## START PROVIDED DATA

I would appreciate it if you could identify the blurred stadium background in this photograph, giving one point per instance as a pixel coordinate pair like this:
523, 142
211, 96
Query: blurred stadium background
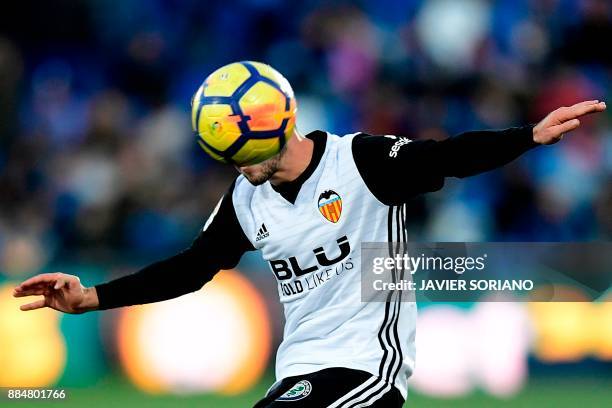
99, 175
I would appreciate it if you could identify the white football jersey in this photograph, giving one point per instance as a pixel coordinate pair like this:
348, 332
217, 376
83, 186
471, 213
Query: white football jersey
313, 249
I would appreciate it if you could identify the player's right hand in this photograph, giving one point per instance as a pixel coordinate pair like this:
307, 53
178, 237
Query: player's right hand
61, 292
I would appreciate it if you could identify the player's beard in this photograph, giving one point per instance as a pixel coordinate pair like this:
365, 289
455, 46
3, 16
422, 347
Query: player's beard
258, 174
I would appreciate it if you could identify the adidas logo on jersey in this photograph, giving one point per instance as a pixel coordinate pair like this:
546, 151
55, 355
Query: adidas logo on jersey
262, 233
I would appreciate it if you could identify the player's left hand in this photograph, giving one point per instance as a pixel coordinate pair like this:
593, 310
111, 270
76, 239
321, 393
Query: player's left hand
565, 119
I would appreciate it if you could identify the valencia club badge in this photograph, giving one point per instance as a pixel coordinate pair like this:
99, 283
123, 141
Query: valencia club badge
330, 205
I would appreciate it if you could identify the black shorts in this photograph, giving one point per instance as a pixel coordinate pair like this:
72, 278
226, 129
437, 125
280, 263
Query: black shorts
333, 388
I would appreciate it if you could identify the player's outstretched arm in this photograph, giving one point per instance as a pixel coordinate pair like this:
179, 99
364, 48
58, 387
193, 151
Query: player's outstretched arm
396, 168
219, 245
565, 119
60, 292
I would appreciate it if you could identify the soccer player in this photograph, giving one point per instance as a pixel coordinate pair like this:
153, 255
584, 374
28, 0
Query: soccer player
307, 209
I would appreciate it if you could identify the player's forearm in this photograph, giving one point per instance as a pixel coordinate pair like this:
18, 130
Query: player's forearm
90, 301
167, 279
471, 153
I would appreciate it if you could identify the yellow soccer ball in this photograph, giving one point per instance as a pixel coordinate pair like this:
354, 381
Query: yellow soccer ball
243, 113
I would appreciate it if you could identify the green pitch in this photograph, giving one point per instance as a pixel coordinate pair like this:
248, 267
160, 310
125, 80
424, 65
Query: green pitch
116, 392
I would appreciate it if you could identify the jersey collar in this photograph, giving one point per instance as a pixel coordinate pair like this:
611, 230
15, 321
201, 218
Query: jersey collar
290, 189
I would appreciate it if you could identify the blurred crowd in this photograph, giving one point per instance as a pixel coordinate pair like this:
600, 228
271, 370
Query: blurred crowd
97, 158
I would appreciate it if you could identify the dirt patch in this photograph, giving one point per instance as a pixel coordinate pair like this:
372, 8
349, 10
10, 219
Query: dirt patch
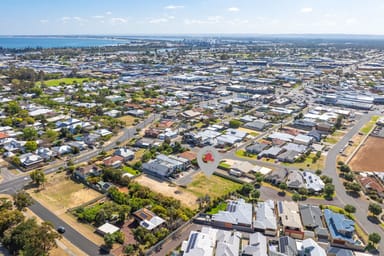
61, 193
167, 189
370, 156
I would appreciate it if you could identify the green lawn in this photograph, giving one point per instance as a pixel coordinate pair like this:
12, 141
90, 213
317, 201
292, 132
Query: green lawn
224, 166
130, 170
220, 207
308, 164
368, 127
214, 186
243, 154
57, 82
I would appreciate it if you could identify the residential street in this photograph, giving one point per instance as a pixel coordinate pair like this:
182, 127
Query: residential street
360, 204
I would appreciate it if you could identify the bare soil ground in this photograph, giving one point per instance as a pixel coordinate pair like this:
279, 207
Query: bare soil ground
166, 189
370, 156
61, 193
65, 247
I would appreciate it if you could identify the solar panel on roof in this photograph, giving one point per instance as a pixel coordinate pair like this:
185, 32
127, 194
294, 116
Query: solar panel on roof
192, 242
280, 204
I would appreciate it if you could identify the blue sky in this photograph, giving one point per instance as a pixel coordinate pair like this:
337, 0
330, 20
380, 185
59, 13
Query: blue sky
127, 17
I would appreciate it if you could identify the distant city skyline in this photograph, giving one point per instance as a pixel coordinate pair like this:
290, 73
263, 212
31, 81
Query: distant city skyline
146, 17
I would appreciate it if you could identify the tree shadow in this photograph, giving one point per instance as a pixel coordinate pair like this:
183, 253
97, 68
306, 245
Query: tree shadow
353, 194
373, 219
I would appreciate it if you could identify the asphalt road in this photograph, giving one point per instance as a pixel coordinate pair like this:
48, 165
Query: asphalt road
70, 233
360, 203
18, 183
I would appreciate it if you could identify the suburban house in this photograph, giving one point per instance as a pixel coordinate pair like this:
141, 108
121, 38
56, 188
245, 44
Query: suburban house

## END PROVIDED DATA

▶ [TASK DETAILS]: Reproduce every line of the listing above as a numbered list. Skip the blank lines and leave the pictures out.

▶ [RESULT OF THIS TASK]:
1. I would appreciate it if you could identify the blurred stadium background in this photograph, giving one point per instance as a pixel coordinate pair like this:
2. 523, 142
3. 211, 96
4. Query: blurred stadium background
5. 99, 175
6. I would appreciate it if you could identify the white football jersey in this photograph, giving one point per instance as a pixel coordinate pair like this:
7. 348, 332
8. 217, 376
9. 83, 186
10. 471, 213
11. Query: white football jersey
12. 313, 249
13. I would appreciate it if you could identify the player's right hand in this photograph, giving one point per instance as a pixel coordinate pair like this:
14. 307, 53
15. 178, 237
16. Query: player's right hand
17. 61, 292
18. I would appreciate it if you could identify the player's beard in this photograph, giving one point per instance as a pixel coordinate pair like this:
19. 365, 289
20. 455, 46
21. 3, 16
22. 422, 347
23. Query: player's beard
24. 258, 174
25. I would appreciate it if you could identify the adidas logo on jersey in this photograph, giving one point per instance as a pixel coordinate pair like this:
26. 546, 151
27. 55, 355
28. Query: adidas logo on jersey
29. 262, 233
30. I would appreciate it if you could identify the player's left hand in this photograph, giving one point per instance as a pixel coordinate pair like this:
31. 593, 310
32. 111, 270
33. 76, 239
34. 321, 393
35. Query: player's left hand
36. 565, 119
37. I would appreciate it if you could identify the valencia club badge in this photograph, giving one point per instance as a pixel coordinate pair like this:
38. 99, 283
39. 123, 141
40. Query: valencia club badge
41. 330, 205
42. I would appreciate it if you could identify the black shorts in this photograph, giving one point per instance as a pixel coordinate pair like this:
43. 72, 278
44. 226, 129
45. 437, 125
46. 280, 263
47. Query: black shorts
48. 333, 388
49. I would appreciate it if you could identify the player's outstretched arm in this photograph, giving one point per instance as a pixel coordinate pair like this:
50. 179, 99
51. 364, 48
52. 58, 387
53. 193, 151
54. Query: player's outstretched arm
55. 396, 168
56. 219, 245
57. 565, 119
58. 60, 292
59. I would appreciate it if you could identify the soccer player in this photograph, giving one point per instance as a pixel coordinate pair like this:
60. 153, 255
61. 584, 374
62. 28, 0
63. Query: soccer player
64. 307, 209
65. I would appreciate it if you could identify the player's forearm in this photograph, giving one point per instance as a pixel coordinate pair like this:
66. 18, 130
67. Query: player's forearm
68. 90, 301
69. 167, 279
70. 471, 153
71. I would appreciate it if you could identify the yellow soccer ball in this photograph, giving one point per instance as a pixel coordinate pair like this:
72. 354, 381
73. Query: yellow soccer ball
74. 243, 113
75. I would appreciate it if you could identify the green pitch in this photograph, giving one point per instance as a pixel coordinate pair like this:
76. 248, 267
77. 160, 310
78. 125, 80
79. 424, 65
80. Query: green pitch
81. 116, 392
82. I would appreciate it if you could identify the jersey collar in this photograph, giving one point per instance as a pixel coordinate pair like this:
83. 611, 230
84. 15, 321
85. 201, 218
86. Query: jersey collar
87. 290, 189
88. I would appreciate it if you could identify the blurred crowd in this photograph, giving one point per instance as a pixel coordinate pair like this:
89. 600, 228
90. 271, 370
91. Query: blurred crowd
92. 97, 158
93. I would appreciate it if you could identify the dirt patch in this photograph, giving one point per instance as a pixel coordinate pair like this:
94. 372, 8
95. 349, 10
96. 10, 219
97. Query: dirt patch
98. 61, 193
99. 167, 189
100. 370, 156
101. I would appreciate it if you could identify the green lawn in this photograph, giving one point per instance as a pixel coordinate pair like this:
102. 12, 141
103. 90, 213
104. 317, 201
105. 292, 132
106. Query: green lawn
107. 224, 166
108. 130, 170
109. 220, 207
110. 308, 164
111. 368, 127
112. 214, 186
113. 243, 154
114. 57, 82
115. I would appreciate it if you could identify the residential street in this photograph, giving one point per instance as a pixel coordinate pair like this:
116. 182, 127
117. Query: residential street
118. 360, 204
119. I would appreciate it if you could identify the bare soil ground in this photograph, giving one point per instance as a pixel coordinate pair like this:
120. 279, 207
121. Query: bare soil ground
122. 166, 189
123. 370, 156
124. 61, 193
125. 65, 247
126. I would appreciate it if you could identify the solar panel on roof in this photograph, giving one point per instance as a pixel coordinate pair like this:
127. 185, 32
128. 127, 194
129. 294, 116
130. Query: solar panel on roof
131. 192, 242
132. 280, 204
133. I would appreciate it if you could identify the blue sky in this photograph, giving one point per instance as a pixel coordinate pair like this:
134. 337, 0
135. 330, 20
136. 380, 185
137. 59, 13
138. Query: blue sky
139. 127, 17
140. I would appreciate it if you could identify the distant city skyline in this photograph, giving one point per instance as a pixel coordinate pair like this:
141. 290, 73
142. 263, 212
143. 31, 81
144. Query: distant city skyline
145. 146, 17
146. I would appreciate it if you could identify the tree shadow in this photograph, giving one point per instance as a pixel coordinate pair like this:
147. 183, 253
148. 97, 68
149. 306, 245
150. Query: tree shadow
151. 353, 194
152. 373, 219
153. I would appreciate it if you could identify the asphalt road in this photograph, giving one point per instance as a pixel coordinate pair like this:
154. 48, 165
155. Query: asphalt road
156. 70, 233
157. 360, 203
158. 18, 183
159. I would appreciate it if you could identify the suburban house in this photograph, giving one point per instance as a pixel coordinate pair like this:
160. 141, 108
161. 121, 38
162. 56, 188
163. 245, 44
164. Query: suburban house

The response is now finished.